DATASET ENTRIES ▸

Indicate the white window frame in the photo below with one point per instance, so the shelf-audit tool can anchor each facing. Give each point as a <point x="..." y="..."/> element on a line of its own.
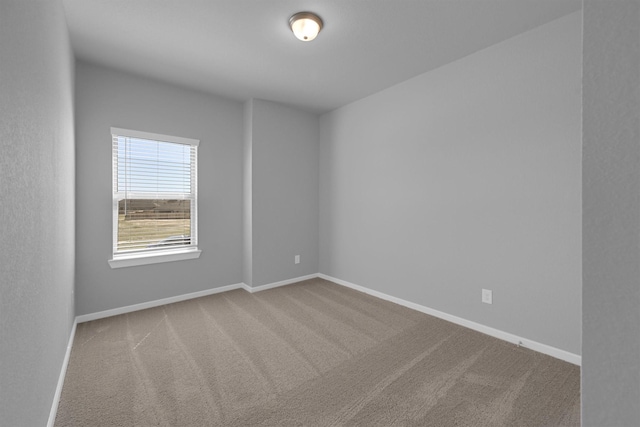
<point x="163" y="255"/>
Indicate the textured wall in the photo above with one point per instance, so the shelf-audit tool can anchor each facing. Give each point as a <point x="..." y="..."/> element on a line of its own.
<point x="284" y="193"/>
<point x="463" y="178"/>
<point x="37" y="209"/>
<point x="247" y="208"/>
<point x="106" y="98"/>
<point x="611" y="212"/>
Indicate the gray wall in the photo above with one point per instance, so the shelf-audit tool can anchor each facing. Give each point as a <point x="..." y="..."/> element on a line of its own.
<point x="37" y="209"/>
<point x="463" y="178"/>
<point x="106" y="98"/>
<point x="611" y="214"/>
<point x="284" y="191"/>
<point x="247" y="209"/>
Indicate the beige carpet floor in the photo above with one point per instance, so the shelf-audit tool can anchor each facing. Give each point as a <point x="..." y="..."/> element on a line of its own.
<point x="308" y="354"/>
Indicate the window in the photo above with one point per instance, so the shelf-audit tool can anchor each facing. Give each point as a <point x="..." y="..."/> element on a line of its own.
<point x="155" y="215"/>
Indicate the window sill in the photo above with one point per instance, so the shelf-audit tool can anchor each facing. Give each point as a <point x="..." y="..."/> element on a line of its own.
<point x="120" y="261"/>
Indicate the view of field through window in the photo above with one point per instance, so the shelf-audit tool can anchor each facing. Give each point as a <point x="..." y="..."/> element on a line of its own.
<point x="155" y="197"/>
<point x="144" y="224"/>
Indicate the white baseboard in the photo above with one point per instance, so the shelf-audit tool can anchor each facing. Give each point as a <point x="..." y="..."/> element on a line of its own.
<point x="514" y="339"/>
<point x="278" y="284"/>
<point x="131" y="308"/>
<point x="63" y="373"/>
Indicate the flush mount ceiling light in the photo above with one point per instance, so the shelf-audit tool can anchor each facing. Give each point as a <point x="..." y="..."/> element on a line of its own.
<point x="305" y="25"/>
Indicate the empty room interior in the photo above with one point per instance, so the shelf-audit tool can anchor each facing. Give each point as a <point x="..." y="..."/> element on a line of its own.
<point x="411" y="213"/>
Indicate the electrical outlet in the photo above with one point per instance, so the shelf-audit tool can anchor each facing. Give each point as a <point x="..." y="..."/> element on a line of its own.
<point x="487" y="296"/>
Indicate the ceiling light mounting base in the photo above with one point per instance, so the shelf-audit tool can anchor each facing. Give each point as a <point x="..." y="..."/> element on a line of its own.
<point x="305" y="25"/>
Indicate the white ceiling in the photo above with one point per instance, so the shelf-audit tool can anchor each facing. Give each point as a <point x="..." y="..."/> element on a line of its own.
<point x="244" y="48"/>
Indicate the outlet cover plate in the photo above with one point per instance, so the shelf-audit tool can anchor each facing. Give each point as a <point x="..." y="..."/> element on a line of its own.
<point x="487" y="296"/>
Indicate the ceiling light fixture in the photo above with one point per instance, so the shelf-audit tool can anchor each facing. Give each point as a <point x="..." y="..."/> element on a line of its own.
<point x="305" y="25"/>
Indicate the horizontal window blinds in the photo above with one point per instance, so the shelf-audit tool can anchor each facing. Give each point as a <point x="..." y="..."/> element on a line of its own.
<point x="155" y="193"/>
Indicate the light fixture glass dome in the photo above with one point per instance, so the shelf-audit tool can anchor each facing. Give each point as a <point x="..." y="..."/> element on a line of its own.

PROBLEM TO WORK ON ▸ Everything from the line that contains "Indicate the outlet" through the end of the records must be duplicated exactly, and nothing outside that range.

EXPECTED OUTPUT ▸
Indicate the outlet cover plate in the photo above with one point per instance, so the shelf-audit tool can anchor each facing. Give each point as a <point x="..." y="..."/> element on a line of its own.
<point x="487" y="296"/>
Indicate the ceiling light fixture in the photo above with one point per instance, so the shelf-audit tool can anchor each facing. Give each point as a <point x="..." y="..."/> element on a line of its own.
<point x="305" y="25"/>
Indicate the horizontal window blinds in the photo above with one point per instance, so the shelf-audit tool can anchor each facing. Give each point as a <point x="..." y="..."/> element on a line of its own.
<point x="155" y="193"/>
Indicate the light fixture glass dome in the photo above with one point per instance, so the shelf-audit tool can anchor each facing. Give each point as a <point x="..." y="..."/> element on a line of its own.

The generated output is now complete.